Reproduce only the material from the line containing "Query: hairy armadillo" down through the line containing "122), (65, 137)]]", substituting "area" for every "region" and keeping everything else the same.

RAW RECORDS –
########

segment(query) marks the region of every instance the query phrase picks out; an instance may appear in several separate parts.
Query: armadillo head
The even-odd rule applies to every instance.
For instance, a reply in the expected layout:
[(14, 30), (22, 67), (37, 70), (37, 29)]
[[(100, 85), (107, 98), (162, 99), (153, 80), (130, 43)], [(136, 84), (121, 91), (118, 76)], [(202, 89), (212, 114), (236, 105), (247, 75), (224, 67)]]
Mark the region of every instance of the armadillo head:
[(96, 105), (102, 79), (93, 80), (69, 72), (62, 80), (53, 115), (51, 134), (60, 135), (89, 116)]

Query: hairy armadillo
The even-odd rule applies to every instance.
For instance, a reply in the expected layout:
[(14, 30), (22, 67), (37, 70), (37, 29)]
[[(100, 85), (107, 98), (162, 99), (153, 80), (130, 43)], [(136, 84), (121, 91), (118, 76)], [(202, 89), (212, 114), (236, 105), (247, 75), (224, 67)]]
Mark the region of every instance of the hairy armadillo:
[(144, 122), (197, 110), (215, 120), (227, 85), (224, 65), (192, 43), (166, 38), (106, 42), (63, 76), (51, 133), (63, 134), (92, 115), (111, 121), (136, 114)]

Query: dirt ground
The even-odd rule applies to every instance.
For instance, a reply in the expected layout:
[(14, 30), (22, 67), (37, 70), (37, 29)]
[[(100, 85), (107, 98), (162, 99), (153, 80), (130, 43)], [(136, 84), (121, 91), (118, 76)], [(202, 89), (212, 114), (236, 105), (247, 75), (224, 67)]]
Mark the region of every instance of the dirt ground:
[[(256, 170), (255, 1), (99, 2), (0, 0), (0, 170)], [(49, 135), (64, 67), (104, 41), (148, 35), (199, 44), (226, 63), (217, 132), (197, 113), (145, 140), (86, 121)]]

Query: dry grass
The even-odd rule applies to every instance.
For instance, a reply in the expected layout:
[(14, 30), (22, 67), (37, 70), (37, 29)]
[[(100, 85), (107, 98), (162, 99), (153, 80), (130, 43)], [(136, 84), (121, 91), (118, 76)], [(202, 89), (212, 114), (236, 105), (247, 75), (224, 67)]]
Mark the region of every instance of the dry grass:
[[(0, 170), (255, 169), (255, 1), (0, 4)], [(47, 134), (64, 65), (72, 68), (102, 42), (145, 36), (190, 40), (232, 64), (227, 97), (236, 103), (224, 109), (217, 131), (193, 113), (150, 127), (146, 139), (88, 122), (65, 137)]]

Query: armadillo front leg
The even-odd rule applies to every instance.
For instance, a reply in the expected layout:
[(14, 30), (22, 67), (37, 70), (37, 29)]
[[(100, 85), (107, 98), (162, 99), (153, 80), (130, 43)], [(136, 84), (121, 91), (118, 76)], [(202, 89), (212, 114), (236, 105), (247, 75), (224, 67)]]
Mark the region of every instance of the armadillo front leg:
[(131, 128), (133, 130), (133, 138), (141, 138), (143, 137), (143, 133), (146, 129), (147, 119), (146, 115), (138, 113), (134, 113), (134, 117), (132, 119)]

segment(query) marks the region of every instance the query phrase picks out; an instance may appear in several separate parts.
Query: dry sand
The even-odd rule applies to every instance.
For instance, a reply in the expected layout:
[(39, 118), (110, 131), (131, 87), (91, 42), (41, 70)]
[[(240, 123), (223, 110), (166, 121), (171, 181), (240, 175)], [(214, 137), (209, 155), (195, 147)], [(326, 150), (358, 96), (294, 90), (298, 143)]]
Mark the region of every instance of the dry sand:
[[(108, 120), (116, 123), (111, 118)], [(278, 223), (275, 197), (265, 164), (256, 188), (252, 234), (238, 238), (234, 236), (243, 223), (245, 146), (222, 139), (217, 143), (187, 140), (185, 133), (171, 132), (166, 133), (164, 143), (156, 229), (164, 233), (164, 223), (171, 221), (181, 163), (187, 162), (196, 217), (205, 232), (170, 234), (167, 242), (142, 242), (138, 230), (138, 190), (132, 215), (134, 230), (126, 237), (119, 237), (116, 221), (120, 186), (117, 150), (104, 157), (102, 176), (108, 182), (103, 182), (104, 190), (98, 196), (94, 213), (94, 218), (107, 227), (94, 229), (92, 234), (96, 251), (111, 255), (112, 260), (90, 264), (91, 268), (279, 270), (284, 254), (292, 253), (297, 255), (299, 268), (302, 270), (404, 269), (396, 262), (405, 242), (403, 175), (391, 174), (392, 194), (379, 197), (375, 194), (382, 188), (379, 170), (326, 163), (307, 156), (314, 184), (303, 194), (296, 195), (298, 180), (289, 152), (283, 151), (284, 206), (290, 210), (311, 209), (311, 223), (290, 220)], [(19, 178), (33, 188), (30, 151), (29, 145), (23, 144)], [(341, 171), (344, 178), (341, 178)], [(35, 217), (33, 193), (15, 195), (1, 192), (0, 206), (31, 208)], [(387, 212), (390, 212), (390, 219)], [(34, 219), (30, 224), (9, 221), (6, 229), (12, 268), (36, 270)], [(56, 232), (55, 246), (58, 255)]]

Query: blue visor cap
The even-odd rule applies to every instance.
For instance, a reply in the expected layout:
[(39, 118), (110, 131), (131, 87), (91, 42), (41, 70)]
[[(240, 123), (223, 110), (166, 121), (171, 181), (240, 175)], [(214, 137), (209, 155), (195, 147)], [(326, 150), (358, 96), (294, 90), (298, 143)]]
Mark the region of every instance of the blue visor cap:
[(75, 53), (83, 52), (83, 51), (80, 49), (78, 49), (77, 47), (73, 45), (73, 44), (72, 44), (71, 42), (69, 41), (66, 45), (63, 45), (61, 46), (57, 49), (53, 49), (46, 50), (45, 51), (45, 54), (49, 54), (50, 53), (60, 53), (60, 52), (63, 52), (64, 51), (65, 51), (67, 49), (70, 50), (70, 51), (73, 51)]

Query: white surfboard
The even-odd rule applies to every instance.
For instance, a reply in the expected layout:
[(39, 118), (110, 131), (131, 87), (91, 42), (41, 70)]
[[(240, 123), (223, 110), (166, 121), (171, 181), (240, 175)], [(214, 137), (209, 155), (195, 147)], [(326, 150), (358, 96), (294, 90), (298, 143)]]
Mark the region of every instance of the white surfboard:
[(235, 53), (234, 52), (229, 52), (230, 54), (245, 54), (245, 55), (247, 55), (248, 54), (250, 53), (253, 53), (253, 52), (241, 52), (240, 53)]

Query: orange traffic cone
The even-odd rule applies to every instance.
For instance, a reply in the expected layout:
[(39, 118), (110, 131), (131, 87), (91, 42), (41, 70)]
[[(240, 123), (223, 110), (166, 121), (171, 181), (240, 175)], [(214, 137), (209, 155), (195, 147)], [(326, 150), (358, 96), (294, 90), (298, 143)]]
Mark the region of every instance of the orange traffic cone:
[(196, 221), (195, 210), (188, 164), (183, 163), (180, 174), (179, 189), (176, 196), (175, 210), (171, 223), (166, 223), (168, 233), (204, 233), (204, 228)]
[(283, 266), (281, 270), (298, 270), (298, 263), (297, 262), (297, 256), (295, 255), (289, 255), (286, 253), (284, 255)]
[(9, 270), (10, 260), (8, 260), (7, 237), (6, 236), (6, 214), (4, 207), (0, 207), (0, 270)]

########

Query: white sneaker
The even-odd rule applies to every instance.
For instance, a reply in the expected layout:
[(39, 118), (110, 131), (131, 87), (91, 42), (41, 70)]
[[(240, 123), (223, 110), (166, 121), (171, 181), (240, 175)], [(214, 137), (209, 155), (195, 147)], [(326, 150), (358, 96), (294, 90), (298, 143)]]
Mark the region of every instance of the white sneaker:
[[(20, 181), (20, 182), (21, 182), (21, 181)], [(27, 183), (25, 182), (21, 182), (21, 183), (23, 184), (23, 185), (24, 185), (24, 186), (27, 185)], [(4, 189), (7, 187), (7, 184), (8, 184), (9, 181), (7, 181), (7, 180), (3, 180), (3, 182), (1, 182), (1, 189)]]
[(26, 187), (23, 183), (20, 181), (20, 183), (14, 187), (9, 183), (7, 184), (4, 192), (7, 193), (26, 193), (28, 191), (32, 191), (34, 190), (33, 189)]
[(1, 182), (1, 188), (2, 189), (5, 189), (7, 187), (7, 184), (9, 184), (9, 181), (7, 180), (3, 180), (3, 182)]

########

RESULT OF THE TASK –
Query: hairy armadillo
The even-odd rule applies to every instance.
For instance, a reply in the expected layout:
[(14, 30), (22, 67), (37, 70), (37, 29)]
[[(100, 85), (107, 98), (162, 99), (153, 80), (130, 43)], [(136, 84), (121, 91), (118, 76)], [(202, 89), (212, 114), (236, 105), (247, 75), (224, 67)]]
Mark the area of every instance of the hairy armadillo:
[(144, 122), (197, 110), (215, 120), (227, 85), (224, 65), (192, 43), (166, 38), (106, 42), (63, 76), (51, 133), (63, 134), (92, 115), (111, 121), (136, 114)]

Query: dirt ground
The even-odd rule applies to every instance.
For instance, a reply in the expected layout:
[(14, 30), (22, 67), (37, 70), (37, 29)]
[[(100, 85), (107, 98), (162, 99), (153, 80), (130, 43)], [(136, 84), (121, 91), (118, 76)], [(202, 89), (212, 114), (236, 105), (247, 75), (224, 67)]]
Mark the area of every instance of the dirt ground:
[[(256, 170), (255, 1), (99, 2), (0, 0), (0, 170)], [(49, 135), (64, 67), (104, 41), (148, 35), (199, 44), (226, 63), (217, 132), (197, 113), (145, 140), (86, 121)]]

Query: dry grass
The even-odd rule applies to every instance.
For instance, a reply in the expected layout:
[(14, 30), (22, 67), (37, 70), (37, 29)]
[[(100, 85), (107, 98), (162, 99), (153, 80), (130, 43)], [(136, 84), (121, 91), (118, 76)], [(202, 89), (212, 114), (236, 105), (247, 75), (224, 67)]]
Mark the area of every instance of the dry grass:
[[(0, 170), (255, 169), (255, 1), (0, 4)], [(47, 134), (64, 65), (72, 68), (102, 42), (145, 36), (190, 40), (232, 64), (227, 97), (236, 103), (224, 109), (217, 131), (193, 113), (150, 127), (146, 139), (88, 122), (65, 137)]]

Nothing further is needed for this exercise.